#### WHAT YOU WILL DO
• a. Translate this sentence from the article on the dairy cooperative lawsuit into Spanish: "Antitrust actions against agricultural cooperatives are pretty rare, and mainstream news coverage of such suits is rarer still."
• b. In one to three sentences, explain why the article on the dairy cooperative lawsuit says the suit against Cooperatives Working Together drew mainstream coverage.
• c. Continue the article on the antitrust lawsuit against Cooperatives Working Together from the point where it stops.
*** Opening EXTRACT PROVIDED ***
Lawsuit Against “Cooperatives Working Together”

October 20, 2011

Antitrust actions against agricultural cooperatives are pretty rare, and mainstream news coverage of such suits is rarer still. This kind of thing is usually just for the ag geeks. Late yesterday, though, the consumer advocacy website The Consumerist posted about a price-fixing lawsuit against Cooperatives Working Together, a national dairy industry trade group. The blurb has so far received 100 comments. There is a good reason for the mainstream coverage –  if you drank milk in the last few years, CWT made you pay more for it than you had to.

CWT instituted a policy for its members called the “Herd Retirement Program”. The initiative compensated dairies to retire old, diseased or otherwise unproductive cows out of production (and by “retire” they mean “eat”). Dairies were compensated for the retired cows and the lower production with cooperative funds, which ultimately derived from membership dues and capital investments from members. The initiative was labeled as a humanitarian measure because it removed the sick, weak and elderly cows from production, but what it really did was limit supply and drive up dairy prices.

CWT is organized as an agricultural cooperative, which would entitle it to some very important legal advantages any other business or industry would kill for. The ideally structured agricultural cooperative is exempt from federal anti-trust laws under the Capper-Volstead Act (7 U.S.C. § 291).  Once organized properly, producers of agricultural goods can do things like coordinate prices and marketing strategies with each other and it’s all perfectly legal. The Federal Trade Commission has no jurisdiction to even investigate the trade practices of agricultural cooperatives. (15 U.S.C.S. § 57b-5).
*** Closing EXTRACT PROVIDED ***
*** Opening SUPPLIED DATA ***
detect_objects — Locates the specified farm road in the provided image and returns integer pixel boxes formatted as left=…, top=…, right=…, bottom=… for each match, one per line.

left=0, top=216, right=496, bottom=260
*** Closing SUPPLIED DATA ***
#### ANSWERS FOR THE EXERCISE
• a. Las acciones antimonopolio contra las cooperativas agrícolas son bastante poco comunes, y la cobertura de esas demandas en los medios de comunicación convencionales es aún menos común.

• b. The article says there is a good reason for the mainstream coverage. Anyone who drank milk in the last few years paid more for it than necessary because of CWT.

• c.
This special exception should have allowed CWT to carry out its stated purpose of stabilizing national milk prices by coordinating marketing and production strategies between its members. In order to qualify for Capper-Volstead, however, the cooperative must be comprised solely of agricultural producers. As it turns out, CWT’s org chart completely disqualified it to take advantage of this very powerful advantage.

The civil complaint zeroes in on the key defect in CWT’s plan to cooperatively take over the bovine universe:

Moreover, the limited protections of Capper-Volstead are not even available unless the organization engaging in the coordinated efforts is exclusively made up of producers. Members of CWT, however, include non-producers, such as United Ag Services Cooperative, Inc. and National Farmers Organization, whose membership is open to non-producers. Accordingly, CWT does not qualify as a Capper-Volstead entity.

This will be the linchpin of the civil case against CWT. In order to qualify for the anti-trust provisions of Capper-Volstead, a cooperative  must be comprised solely of producers. There is solid case law behind this principle. (See National Broiler Marketing Ass’n v. U.S., 436 U.S. 816, 824 (1978). See also Case-Swayne Co. v. Sunkist Growers, Inc., 389 U.S. 384, 395-96 (1967)).

See? You do need a lawyer to make milk.